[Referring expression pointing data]
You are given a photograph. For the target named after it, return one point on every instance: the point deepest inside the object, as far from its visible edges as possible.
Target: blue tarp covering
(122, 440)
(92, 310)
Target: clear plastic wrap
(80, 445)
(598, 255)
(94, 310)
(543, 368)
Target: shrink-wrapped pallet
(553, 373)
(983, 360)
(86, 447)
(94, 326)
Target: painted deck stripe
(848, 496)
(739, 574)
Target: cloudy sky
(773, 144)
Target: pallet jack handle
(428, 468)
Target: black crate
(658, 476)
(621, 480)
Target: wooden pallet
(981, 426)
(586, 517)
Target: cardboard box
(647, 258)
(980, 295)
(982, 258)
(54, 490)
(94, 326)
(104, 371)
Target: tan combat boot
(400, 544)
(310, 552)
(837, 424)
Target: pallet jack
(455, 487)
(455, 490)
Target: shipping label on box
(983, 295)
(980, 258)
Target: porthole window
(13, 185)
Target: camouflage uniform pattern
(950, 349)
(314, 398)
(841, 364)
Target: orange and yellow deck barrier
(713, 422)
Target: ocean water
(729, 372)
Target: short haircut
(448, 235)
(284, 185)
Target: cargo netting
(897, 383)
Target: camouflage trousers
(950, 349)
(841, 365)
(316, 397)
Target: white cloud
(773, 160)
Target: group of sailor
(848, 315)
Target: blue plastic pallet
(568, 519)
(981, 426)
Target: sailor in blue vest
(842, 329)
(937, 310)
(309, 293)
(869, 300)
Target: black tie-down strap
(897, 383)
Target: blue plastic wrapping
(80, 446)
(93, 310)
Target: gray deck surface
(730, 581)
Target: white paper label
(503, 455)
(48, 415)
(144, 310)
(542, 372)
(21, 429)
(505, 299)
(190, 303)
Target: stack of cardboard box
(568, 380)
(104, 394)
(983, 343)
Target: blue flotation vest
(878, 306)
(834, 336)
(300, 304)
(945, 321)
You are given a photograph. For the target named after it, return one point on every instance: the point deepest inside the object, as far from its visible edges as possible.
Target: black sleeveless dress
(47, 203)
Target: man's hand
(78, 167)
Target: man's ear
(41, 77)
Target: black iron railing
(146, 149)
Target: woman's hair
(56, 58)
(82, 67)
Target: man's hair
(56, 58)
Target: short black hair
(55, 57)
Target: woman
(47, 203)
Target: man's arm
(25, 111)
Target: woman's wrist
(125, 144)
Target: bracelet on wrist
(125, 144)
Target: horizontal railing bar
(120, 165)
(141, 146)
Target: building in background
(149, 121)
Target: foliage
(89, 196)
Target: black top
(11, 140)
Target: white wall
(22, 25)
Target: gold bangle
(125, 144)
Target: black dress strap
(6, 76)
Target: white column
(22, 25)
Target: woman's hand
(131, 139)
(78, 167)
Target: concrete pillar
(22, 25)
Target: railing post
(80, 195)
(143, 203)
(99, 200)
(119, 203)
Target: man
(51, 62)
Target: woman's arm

ABOUT THIS EXERCISE |
Write out, exactly as shown, only the lines running from the one that contains "Target: man's hair" to the last line above.

ANSWER SECTION |
Target: man's hair
(56, 58)
Target: short black hair
(55, 57)
Target: woman
(47, 203)
Target: man's arm
(25, 111)
Target: woman's wrist
(125, 144)
Target: bracelet on wrist
(125, 144)
Target: horizontal railing bar
(120, 165)
(141, 146)
Target: building in background
(149, 121)
Target: foliage
(89, 196)
Target: black top
(11, 140)
Target: white wall
(22, 25)
Target: gold bangle
(125, 144)
Target: black dress strap
(6, 76)
Target: white column
(22, 25)
Target: woman's hand
(131, 139)
(78, 167)
Target: concrete pillar
(22, 25)
Target: railing post
(80, 195)
(143, 203)
(99, 200)
(119, 203)
Target: man
(51, 62)
Target: woman's arm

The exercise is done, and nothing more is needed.